# Erfahrung mit No. 0190-080805 / Talkline / Q1



## plato (20 September 2004)

Hallo, 

meine Abzock-Erfahrung lief über die Nummer 0190-080805. Verbindungszeitpunkt am Dez. 2002. Habe nicht bezahlt und demnächst die Gerichtsverhandlung. 

Anwalt der Gegenseite: Kanzlei (...) / Darmstadt

Kläger: intrum justitia Inkasso / Darmstadt in Vertretung von Talkline GmbH

Verbindung über Nummer: 0190-080805

Inhaber der Nummer lt. Talkline: 
Q1 Deutschland AG
Speditionsstr. 13a
40221 Düsseldorf

Email-Adresse des Anbieters: hardcore [email protected]  / diese Adresse ist auch in Systemkonfiguration/Autostart installiert / habe sie deaktiviert und darüber einen Screenshot verfügbar. Im deaktivierten Zustand noch in meinem PC vorhanden.


Verbindungszeitpunkt: Dez. 2002

Ich bin an Informationsaustausch mit in ähnlicher Weise Betroffenen (zeitnah zum o.g. Datum) interessiert. Gibt es eine Stelle, wo die einschlägigen Nummern und Anbieter zentral gespeichert werden, so daß man Kontakt zu den Leuten aufnehmen kann?

Gruss
Plato


----------



## TSCoreNinja (20 September 2004)

▶ **Angezeigte Daten**

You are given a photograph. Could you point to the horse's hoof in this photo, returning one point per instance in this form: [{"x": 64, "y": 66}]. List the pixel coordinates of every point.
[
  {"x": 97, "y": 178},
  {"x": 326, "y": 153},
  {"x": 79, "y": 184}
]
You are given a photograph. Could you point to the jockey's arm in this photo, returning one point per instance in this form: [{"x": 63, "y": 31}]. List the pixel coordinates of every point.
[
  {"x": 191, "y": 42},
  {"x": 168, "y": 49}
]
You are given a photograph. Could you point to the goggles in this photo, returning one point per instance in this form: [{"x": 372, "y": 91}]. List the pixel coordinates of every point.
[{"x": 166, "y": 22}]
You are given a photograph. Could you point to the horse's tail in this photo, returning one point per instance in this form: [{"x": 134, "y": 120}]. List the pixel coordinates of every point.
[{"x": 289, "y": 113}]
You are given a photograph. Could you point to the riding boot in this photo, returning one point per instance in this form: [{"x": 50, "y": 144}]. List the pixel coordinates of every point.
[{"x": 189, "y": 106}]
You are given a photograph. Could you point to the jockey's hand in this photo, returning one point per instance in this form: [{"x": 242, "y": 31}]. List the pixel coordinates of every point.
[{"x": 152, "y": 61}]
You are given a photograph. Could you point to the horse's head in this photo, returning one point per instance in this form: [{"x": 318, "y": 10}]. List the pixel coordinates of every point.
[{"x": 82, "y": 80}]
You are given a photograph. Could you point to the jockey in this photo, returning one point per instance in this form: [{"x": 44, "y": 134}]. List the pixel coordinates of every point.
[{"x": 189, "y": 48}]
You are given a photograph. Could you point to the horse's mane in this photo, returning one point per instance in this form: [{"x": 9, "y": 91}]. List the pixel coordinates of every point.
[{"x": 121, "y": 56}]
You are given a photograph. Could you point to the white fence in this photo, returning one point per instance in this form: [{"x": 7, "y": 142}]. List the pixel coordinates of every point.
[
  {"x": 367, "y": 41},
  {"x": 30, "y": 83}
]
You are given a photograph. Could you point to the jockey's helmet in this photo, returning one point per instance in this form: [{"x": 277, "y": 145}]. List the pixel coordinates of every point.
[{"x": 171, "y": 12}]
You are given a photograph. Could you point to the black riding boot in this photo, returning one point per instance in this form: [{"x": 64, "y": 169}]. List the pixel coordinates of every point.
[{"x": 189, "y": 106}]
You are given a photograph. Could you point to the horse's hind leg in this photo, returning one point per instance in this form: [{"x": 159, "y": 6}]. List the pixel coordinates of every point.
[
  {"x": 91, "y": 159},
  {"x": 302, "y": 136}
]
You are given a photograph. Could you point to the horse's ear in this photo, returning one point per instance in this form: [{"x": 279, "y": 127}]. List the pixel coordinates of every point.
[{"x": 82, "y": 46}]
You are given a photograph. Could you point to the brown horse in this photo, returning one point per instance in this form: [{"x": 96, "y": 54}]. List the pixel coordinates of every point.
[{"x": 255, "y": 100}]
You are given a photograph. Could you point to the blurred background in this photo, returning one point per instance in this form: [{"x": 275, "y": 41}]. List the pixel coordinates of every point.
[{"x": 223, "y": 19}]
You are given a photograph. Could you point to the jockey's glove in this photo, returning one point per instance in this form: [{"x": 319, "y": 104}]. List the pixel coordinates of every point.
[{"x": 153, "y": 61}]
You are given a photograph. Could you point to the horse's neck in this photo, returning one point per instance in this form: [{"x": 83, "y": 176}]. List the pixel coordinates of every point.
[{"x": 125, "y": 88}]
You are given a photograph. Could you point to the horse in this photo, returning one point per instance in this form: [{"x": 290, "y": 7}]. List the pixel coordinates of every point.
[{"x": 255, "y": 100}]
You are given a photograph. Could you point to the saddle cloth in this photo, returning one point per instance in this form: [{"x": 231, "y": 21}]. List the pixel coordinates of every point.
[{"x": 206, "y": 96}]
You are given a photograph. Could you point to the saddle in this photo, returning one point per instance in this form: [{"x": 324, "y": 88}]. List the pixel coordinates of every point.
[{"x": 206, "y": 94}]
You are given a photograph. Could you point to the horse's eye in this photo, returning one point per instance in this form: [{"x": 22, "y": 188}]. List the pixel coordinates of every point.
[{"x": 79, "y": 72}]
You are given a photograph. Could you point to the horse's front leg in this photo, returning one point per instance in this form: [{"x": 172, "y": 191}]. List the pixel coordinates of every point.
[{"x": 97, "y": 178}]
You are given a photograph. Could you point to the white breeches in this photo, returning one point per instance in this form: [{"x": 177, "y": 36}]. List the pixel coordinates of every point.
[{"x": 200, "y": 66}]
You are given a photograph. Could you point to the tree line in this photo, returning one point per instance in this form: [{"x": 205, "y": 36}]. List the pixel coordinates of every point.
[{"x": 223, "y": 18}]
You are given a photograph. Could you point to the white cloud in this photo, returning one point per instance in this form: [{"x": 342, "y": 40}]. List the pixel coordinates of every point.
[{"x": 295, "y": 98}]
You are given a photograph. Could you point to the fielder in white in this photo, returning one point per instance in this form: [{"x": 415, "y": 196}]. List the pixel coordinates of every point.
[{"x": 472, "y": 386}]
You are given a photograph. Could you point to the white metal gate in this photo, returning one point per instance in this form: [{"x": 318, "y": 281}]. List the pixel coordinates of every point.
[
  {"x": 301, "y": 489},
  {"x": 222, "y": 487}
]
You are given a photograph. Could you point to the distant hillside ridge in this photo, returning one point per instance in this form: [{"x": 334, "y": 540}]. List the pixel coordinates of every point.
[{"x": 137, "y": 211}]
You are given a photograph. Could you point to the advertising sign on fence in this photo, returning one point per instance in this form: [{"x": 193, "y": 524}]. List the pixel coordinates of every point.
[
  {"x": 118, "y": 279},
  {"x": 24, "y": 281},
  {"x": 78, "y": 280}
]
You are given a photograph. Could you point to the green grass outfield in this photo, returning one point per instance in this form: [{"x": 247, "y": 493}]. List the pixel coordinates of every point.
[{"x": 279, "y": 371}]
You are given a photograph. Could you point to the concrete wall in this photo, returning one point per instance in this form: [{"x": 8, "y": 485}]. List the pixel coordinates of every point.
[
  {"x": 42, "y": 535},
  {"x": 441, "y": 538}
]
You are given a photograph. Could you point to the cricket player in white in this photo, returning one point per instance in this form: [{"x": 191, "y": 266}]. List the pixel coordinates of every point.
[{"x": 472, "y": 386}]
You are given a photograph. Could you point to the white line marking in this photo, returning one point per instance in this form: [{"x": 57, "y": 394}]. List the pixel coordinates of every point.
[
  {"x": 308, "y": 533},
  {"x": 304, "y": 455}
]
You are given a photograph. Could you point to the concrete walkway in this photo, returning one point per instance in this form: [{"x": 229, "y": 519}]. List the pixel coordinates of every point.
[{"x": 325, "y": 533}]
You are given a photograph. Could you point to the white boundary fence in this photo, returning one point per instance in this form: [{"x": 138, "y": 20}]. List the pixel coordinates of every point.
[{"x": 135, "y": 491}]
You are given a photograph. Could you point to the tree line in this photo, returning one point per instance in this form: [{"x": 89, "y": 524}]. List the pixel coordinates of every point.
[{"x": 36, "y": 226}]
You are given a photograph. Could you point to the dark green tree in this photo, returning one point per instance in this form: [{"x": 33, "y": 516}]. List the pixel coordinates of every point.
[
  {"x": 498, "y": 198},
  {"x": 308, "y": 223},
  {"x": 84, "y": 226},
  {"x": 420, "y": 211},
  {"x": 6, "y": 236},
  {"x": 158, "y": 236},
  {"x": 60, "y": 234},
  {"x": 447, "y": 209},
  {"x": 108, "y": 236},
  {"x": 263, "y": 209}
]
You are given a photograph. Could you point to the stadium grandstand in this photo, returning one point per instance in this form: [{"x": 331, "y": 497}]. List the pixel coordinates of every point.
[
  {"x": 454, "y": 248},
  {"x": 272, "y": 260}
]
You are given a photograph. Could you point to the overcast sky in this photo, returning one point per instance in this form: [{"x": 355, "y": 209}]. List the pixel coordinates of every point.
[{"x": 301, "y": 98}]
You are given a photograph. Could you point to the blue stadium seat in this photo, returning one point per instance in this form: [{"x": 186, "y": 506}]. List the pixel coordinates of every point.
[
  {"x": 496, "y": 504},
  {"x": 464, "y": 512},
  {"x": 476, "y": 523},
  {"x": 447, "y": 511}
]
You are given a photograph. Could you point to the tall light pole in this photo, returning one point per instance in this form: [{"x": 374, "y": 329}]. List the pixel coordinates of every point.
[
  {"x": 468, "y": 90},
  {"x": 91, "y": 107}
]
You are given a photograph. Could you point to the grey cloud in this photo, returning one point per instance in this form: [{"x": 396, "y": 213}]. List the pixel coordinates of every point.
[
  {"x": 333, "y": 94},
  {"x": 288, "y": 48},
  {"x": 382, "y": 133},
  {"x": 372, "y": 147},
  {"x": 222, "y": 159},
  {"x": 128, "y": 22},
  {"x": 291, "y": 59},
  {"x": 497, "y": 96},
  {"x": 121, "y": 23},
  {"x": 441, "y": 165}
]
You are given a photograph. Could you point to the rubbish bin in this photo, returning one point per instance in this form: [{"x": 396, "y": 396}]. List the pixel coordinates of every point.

▶ **Zu bearbeitende Aufgaben**
[A] Übersetzen Sie den folgenden Satz aus der Forumsdiskussion über die Rufnummer 0190-080805 ins Englische: „Ich bin an Informationsaustausch mit in ähnlicher Weise Betroffenen (zeitnah zum o.g. Datum) interessiert.“
[B] Setzen Sie die Forumsdiskussion über die Rufnummer 0190-080805 im Anschluss an ihren letzten Abschnitt fort.

▶ **Lösungen**
[A] I am interested in exchanging information with others affected in a similar way (around the date mentioned above).

[B]
Schau mal hier, Elfe303 hat ganz was aehnliches mitgemacht:
http://forum.computerbetrug.de/viewtopic.php?p=64573&highlight=0190080805#64573

BTW, kein Vorwurf, aber die Suche ist was tolles, draufklicken, 0190080805 eingeben, und man hat 5 weitere Artikel zur Rufnummer 

Gr,
TSCN


----------



## Anonymous (20 September 2004)

plato schrieb:
			
		

> Inhaber der Nummer lt. Talkline:
> Q1 Deutschland AG
> Speditionsstr. 13a
> 40221 Düsseldorf


uiiii, die Q1AG? Da wo Gangsterbräute und Gauner ihr Unwesen treiben? Liebe mods, keine Panik, das ist ein Zitat von deren homepage:

http://www.ok-animals.de/download/pressemeldungen.php
http://www.ok-max.de/download/pressemeldungen.php
--> "Die große Sommerparty der Q1..."
(Leider darf ich von dort nichts kopieren, wie schade)

In ein paar Tagen, wie passend: Das Sommerfest mit karibischen Klängen und exotischen Leckerbissen! 
http://www.ok-animals.de/home/editorial.php
"Aktuelle News"


----------



## KatzenHai (21 September 2004)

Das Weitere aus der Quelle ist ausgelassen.